----- TEXTE FOURNI -----

TRAVAILLER AVEC LENTEUR (2019)

 

Version française – TRAVAILLER AVEC LENTEUR – Marco Valdo M.I. – 2019 (2010)

Chanson italienne – Lavorare con lentezza – Enzo Del Re – 1974

 

 

 

 

 

 

« Une des figures les plus radicales de l’alternative politico-musicale des années soixante. Utilisant comme instrument une chaise et demandant comme cachet le minimum syndical de la paie d’une journée de travail d’un métallo, Del Re avait coutume de se lancer dans des performances imprévisibles et provocantes, de vrais marathons par lesquels il entendait représenter et dénoncer l’infinie répétitivité du travail en usine. À une époque où le refus du travail avait une valeur morale et idéale, Del Re a représenté l’utopie la plus avancée de la rébellion et de la dénonciation [du travail]. Tout en étant diplômé du Conservatoire de Bari, il avait en fait refusé les instruments classiques pour adopter des matériaux pauvres et de récupération (cartons, objets usuels) avec lesquels il transformait ses chansons en récitatifs monodiques avec un accompagnement rythmique très soutenu. Aujourd’hui, Del Re, le dernier chantauteur de Mola di Bari, comme il se définit lui-même, sa longue barbe blanche, ses yeux paisibles et pétillants, il appartient à la multitude de ceux qui résistent. Il s’accompagne toujours en jouant d’objets de la vie de tous les jours, qui remplissent parfois une fonction symbolique, comme quand il utilise une valise comme percussion, pour raconter l’émigration. »

-----

Ces affirmations concordent-elles avec le texte sur Enzo Del Re ? (a) Del Re se servait d'une chaise comme instrument. (b) Del Re n'avait reçu aucune formation musicale. (c) Del Re emploie une valise comme percussion pour évoquer l'émigration. Pour chacune, répondez par oui ou non et citez les mots du texte qui tranchent.

----- DONNÉES FOURNIES -----

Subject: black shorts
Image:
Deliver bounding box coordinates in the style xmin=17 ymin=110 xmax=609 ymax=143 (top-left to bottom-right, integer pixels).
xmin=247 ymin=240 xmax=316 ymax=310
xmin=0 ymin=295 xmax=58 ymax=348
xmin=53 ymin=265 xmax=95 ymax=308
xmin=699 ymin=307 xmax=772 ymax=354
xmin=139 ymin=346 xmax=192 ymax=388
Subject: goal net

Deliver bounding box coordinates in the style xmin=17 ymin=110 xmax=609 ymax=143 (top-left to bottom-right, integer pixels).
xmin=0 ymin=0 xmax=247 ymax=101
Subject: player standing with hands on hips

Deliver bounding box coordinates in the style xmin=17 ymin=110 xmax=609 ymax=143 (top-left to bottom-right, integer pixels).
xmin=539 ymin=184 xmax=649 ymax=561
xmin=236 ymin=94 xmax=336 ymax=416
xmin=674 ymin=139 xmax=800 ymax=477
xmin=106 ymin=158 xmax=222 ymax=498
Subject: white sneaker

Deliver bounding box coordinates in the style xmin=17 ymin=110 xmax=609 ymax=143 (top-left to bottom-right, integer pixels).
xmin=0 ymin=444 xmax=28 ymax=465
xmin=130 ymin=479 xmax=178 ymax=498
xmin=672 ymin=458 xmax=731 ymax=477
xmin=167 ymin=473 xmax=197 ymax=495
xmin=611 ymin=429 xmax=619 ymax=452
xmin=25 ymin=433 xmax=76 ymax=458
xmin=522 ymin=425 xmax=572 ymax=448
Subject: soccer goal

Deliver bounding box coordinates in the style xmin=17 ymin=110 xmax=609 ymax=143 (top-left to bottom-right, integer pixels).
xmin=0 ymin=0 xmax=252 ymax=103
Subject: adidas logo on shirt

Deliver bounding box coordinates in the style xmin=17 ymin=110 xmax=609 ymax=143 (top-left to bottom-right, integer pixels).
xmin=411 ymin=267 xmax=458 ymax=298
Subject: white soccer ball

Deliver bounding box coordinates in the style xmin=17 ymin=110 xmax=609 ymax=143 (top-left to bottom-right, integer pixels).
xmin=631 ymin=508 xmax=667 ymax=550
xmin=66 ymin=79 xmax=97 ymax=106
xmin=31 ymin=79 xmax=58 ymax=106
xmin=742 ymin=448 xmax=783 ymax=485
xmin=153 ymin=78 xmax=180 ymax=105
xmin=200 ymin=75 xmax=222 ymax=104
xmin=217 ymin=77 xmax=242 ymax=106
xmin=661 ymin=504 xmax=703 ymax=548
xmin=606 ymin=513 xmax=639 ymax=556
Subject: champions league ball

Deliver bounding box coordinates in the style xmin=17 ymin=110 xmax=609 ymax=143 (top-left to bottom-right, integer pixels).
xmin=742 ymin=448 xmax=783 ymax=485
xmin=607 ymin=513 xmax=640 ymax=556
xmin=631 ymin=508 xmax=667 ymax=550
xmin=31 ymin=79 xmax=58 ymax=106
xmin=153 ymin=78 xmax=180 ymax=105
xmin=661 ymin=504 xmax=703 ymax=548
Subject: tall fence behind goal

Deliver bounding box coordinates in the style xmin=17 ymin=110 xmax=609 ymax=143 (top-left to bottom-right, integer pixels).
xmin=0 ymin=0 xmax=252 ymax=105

-----

**RÉPONSE**
(a) Oui : « Utilisant comme instrument une chaise ».
(b) Non : « Tout en étant diplômé du Conservatoire de Bari ».
(c) Oui : « comme quand il utilise une valise comme percussion, pour raconter l’émigration ».